● **Excerpted text**:
The essential question for decision in this case depends on a construction, not only of the aforementioned provision of the constitution, but also of the separate paragraph numbered 2 of article 6, section 13, which originally read as follows: "the General Assembly may, at any time, by a two-thirds vote of each branch, prescribe other and different salaries for any, of the above officers, but no such change shall affect the officers then in commission." By an amendment ratified November 7, 1916 (Ga. L. 1916, p. 24), a proviso was added, authorizing the General Assembly to abolish fees accruing to the office of solicitor-general in any particular judicial circuit, and in lieu thereof to prescribe a salary for such office.

● **Dataset section**:

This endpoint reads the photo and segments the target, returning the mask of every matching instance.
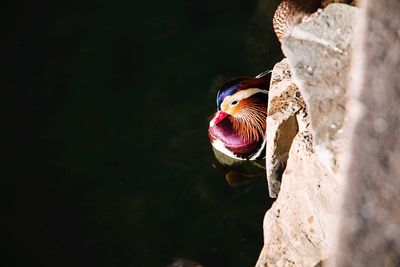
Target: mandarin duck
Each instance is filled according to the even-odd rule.
[[[214,149],[237,160],[265,157],[268,89],[271,71],[237,77],[217,93],[217,112],[208,135]]]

● **Task description**: Quote the passage on officers' salaries from "The essential question" to "for such office.".

● **Solution for this task**:
The essential question for decision in this case depends on a construction, not only of the aforementioned provision of the constitution, but also of the separate paragraph numbered 2 of article 6, section 13, which originally read as follows: "the General Assembly may, at any time, by a two-thirds vote of each branch, prescribe other and different salaries for any, of the above officers, but no such change shall affect the officers then in commission." By an amendment ratified November 7, 1916 (Ga. L. 1916, p. 24), a proviso was added, authorizing the General Assembly to abolish fees accruing to the office of solicitor-general in any particular judicial circuit, and in lieu thereof to prescribe a salary for such office.